● SOURCE EXTRACT:

----

I have a dataframe with a column in it containing state names. The names are a mix of US states abbreviations and other countries state name. And, I only want to change the us state names and leave others as it is.
Data
Country State
1 United States MI
2 United States PA
3 New Zealand Auckland
4 France Île-de-France
5 United States FL
I have tried this code:
states = {
'AK': 'Alaska',
'AL': 'Alabama',
'AR': 'Arkansas',
'AS': 'American Samoa',
'AZ': 'Arizona',
'CA': 'California',
'CO': 'Colorado',
'CT': 'Connecticut',
'DC': 'District of Columbia',
'DE': 'Delaware',
.
.
.
}
states = {state: abbrev for state, abbrev in states.items()}
Data['State_full'] = Data['State'].map(states)

----

● SUPPLIED ENTRIES:

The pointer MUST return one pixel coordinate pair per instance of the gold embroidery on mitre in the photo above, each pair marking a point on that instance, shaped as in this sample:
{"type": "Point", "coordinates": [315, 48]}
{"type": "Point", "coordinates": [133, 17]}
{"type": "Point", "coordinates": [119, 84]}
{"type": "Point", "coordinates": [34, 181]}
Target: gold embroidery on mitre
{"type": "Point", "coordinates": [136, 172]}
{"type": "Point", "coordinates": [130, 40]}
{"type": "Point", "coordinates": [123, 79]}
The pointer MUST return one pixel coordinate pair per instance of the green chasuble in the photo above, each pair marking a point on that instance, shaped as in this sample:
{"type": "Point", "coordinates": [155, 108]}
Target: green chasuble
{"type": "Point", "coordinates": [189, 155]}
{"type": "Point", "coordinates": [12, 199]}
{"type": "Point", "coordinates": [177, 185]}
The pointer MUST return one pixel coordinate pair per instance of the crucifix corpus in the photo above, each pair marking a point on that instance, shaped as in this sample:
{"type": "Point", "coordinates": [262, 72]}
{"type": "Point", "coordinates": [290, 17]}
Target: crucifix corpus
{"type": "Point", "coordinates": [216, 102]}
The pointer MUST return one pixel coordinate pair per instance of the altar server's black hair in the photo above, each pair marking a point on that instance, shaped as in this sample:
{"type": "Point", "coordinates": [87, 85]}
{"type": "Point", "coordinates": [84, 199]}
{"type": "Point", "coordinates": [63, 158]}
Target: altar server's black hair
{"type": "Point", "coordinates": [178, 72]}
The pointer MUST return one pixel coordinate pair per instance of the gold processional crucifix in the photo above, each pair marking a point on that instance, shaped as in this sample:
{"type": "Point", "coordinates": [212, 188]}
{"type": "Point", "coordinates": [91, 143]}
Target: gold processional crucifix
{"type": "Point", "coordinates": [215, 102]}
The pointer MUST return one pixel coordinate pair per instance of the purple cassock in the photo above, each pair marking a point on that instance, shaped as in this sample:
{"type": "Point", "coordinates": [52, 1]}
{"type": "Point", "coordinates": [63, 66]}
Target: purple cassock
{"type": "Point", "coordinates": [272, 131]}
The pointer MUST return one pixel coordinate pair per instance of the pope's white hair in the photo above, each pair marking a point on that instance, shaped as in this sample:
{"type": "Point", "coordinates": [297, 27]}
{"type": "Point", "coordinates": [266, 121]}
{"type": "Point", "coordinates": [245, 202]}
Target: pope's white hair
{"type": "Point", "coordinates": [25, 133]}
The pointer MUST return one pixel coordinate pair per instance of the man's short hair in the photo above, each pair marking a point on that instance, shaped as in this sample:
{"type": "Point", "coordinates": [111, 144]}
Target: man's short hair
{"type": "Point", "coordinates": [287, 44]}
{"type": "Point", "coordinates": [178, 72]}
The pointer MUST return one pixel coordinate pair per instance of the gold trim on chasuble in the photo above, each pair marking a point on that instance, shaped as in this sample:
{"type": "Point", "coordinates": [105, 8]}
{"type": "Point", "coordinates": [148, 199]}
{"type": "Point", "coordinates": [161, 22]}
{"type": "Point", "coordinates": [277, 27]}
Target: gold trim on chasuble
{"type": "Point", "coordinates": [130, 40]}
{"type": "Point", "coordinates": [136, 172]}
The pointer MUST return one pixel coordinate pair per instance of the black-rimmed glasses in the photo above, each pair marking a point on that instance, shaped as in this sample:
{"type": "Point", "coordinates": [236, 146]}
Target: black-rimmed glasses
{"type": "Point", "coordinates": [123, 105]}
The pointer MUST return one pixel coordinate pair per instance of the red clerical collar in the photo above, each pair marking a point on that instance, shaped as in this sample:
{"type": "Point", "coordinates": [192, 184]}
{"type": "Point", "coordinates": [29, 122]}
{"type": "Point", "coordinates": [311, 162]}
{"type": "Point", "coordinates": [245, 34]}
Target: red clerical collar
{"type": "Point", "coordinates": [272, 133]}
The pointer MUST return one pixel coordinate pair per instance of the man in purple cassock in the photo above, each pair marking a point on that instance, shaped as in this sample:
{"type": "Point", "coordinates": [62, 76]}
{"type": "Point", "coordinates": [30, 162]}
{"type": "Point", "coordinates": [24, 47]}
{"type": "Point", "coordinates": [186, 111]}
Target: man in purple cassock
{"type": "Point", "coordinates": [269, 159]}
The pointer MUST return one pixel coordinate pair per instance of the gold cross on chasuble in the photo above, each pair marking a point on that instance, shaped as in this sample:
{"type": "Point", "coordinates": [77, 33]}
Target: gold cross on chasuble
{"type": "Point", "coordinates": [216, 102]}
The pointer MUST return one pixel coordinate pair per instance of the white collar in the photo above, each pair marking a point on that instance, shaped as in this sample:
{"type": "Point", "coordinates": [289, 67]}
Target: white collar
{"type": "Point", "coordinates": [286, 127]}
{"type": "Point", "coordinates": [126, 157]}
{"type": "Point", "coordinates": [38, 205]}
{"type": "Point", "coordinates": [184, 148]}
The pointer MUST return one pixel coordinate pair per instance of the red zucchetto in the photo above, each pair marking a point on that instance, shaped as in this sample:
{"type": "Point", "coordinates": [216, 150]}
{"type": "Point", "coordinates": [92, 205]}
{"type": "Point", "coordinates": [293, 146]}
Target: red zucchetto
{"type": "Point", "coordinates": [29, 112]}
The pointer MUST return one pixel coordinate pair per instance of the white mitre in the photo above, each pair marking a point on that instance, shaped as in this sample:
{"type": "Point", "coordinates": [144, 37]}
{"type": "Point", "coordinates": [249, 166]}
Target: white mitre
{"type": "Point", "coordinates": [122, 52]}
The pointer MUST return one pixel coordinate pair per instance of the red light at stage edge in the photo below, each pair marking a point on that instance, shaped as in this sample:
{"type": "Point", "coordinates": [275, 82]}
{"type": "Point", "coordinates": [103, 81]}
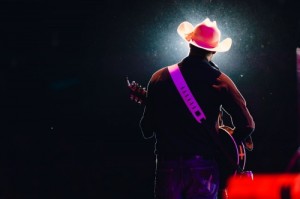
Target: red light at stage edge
{"type": "Point", "coordinates": [265, 186]}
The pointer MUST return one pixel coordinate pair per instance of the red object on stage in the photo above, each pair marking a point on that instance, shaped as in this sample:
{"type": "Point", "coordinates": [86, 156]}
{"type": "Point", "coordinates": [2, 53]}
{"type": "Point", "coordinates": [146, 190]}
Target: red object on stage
{"type": "Point", "coordinates": [265, 186]}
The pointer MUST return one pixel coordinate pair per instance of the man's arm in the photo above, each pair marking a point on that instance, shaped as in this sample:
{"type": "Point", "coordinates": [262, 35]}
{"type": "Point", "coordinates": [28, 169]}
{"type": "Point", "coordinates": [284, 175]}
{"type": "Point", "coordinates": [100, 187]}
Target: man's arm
{"type": "Point", "coordinates": [235, 104]}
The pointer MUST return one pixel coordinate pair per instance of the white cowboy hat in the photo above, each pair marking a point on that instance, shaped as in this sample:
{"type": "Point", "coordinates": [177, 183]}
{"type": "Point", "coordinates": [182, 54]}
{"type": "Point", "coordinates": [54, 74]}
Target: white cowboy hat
{"type": "Point", "coordinates": [205, 35]}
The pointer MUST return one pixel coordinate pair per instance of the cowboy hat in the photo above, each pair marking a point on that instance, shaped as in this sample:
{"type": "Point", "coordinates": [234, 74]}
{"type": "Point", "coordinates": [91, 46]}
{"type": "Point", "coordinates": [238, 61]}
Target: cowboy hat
{"type": "Point", "coordinates": [205, 35]}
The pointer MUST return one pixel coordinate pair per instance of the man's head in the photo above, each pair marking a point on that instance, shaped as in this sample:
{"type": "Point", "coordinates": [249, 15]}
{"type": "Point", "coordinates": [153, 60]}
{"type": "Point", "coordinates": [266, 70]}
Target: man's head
{"type": "Point", "coordinates": [201, 53]}
{"type": "Point", "coordinates": [205, 35]}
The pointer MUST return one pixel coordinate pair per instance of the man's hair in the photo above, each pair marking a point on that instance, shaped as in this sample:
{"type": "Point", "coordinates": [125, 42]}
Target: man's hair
{"type": "Point", "coordinates": [199, 51]}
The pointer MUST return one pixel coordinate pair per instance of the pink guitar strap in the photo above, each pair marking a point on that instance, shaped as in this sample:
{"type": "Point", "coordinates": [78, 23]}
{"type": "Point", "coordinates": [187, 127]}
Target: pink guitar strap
{"type": "Point", "coordinates": [185, 93]}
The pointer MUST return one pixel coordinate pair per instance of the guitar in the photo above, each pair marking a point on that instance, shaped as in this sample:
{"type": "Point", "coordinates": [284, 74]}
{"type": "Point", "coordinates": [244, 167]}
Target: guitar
{"type": "Point", "coordinates": [232, 155]}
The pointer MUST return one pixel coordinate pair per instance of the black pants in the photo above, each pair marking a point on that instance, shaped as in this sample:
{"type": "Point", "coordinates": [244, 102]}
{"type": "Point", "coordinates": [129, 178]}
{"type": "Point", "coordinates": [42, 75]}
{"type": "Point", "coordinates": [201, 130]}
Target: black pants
{"type": "Point", "coordinates": [186, 178]}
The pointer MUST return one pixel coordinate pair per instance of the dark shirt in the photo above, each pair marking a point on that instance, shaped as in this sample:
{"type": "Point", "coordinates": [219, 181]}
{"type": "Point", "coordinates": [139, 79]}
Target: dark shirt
{"type": "Point", "coordinates": [168, 119]}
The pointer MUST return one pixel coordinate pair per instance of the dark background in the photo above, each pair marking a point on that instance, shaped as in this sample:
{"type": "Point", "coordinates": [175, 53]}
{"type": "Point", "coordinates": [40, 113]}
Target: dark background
{"type": "Point", "coordinates": [68, 128]}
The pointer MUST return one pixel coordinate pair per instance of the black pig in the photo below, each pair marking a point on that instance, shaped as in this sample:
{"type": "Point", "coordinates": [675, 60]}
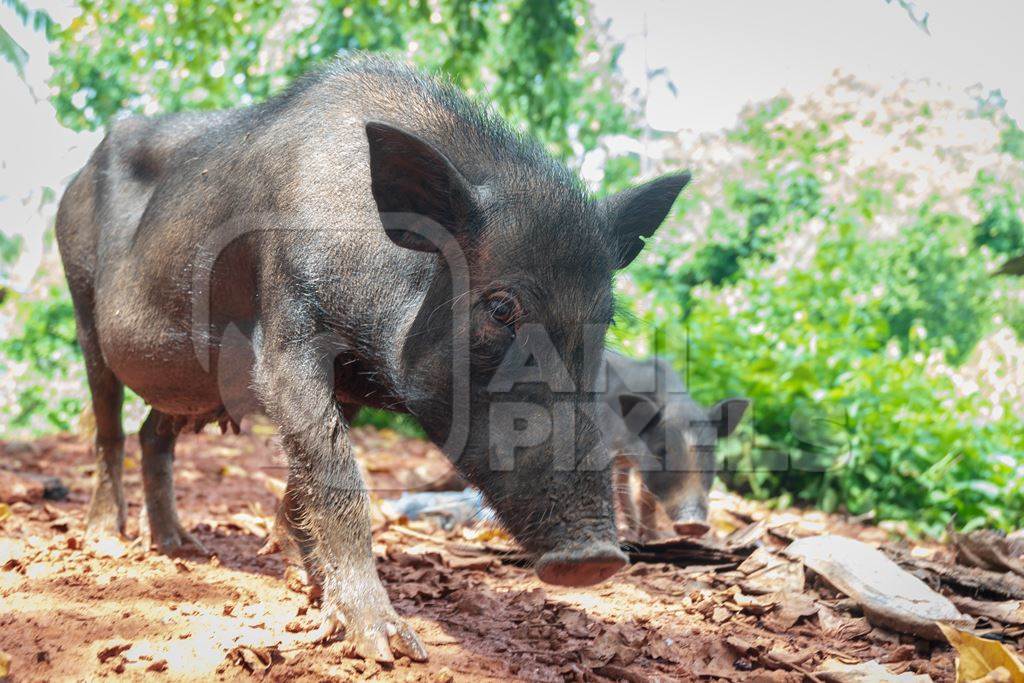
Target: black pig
{"type": "Point", "coordinates": [669, 439]}
{"type": "Point", "coordinates": [368, 238]}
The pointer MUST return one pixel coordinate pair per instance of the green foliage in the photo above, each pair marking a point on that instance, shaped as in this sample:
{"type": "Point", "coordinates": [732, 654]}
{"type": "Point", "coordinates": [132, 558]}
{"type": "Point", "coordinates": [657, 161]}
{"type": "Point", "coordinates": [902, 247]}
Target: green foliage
{"type": "Point", "coordinates": [523, 55]}
{"type": "Point", "coordinates": [403, 424]}
{"type": "Point", "coordinates": [1001, 226]}
{"type": "Point", "coordinates": [44, 365]}
{"type": "Point", "coordinates": [844, 341]}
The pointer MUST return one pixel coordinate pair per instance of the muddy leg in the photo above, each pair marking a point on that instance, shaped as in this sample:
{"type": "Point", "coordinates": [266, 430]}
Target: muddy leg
{"type": "Point", "coordinates": [107, 513]}
{"type": "Point", "coordinates": [166, 531]}
{"type": "Point", "coordinates": [648, 515]}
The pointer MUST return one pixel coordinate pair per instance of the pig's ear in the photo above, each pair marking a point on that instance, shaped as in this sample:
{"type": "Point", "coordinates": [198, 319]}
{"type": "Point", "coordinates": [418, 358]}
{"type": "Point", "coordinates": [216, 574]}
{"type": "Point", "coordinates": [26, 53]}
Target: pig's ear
{"type": "Point", "coordinates": [727, 414]}
{"type": "Point", "coordinates": [636, 213]}
{"type": "Point", "coordinates": [639, 413]}
{"type": "Point", "coordinates": [417, 189]}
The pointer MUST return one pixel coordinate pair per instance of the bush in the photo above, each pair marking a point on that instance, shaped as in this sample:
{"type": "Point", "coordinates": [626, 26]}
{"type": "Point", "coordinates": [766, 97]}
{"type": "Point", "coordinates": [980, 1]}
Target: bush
{"type": "Point", "coordinates": [843, 304]}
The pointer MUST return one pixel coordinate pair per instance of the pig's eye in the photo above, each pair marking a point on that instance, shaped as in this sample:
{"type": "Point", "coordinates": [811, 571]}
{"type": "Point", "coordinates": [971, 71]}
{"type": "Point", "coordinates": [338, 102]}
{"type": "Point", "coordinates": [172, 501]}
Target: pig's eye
{"type": "Point", "coordinates": [504, 309]}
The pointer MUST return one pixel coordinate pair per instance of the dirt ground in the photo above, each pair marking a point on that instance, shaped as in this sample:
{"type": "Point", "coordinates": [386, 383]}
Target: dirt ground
{"type": "Point", "coordinates": [72, 614]}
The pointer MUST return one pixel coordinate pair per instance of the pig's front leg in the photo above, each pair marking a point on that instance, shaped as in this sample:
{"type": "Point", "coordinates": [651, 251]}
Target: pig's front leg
{"type": "Point", "coordinates": [329, 506]}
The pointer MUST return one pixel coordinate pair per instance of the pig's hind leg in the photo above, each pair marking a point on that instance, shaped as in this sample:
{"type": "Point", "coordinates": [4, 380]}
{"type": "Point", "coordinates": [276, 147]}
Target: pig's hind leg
{"type": "Point", "coordinates": [166, 532]}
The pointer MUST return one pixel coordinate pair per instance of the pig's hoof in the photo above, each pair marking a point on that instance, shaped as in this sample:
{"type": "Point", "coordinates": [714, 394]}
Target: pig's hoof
{"type": "Point", "coordinates": [377, 637]}
{"type": "Point", "coordinates": [177, 541]}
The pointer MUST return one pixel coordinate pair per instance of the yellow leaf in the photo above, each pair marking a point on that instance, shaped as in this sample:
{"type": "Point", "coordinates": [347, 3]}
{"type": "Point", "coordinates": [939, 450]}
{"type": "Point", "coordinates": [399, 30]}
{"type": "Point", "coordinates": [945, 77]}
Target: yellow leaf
{"type": "Point", "coordinates": [980, 659]}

----

● SHORT PROBLEM A: Repeat the state-abbreviation question word for word, starting at the words "I have a dataframe" and ending after the words "others as it is.".
● SHORT PROBLEM B: Pick up the state-abbreviation question after its final line and keep writing it.

● EXERCISE RESPONSE A:
I have a dataframe with a column in it containing state names. The names are a mix of US states abbreviations and other countries state name. And, I only want to change the us state names and leave others as it is.

● EXERCISE RESPONSE B:
It replaces the US states as it should but it also replaces the other countries state name with None. What am i missing? Thanks in advance.
CodePudding user response:
You can use Series.replace
. It can take a dict, where the keys of the dict are values to find, and the values of the dict are the replacements. If a value isn't found in the dict, it will be left as-is.
df['State'] = df['State'].replace(states)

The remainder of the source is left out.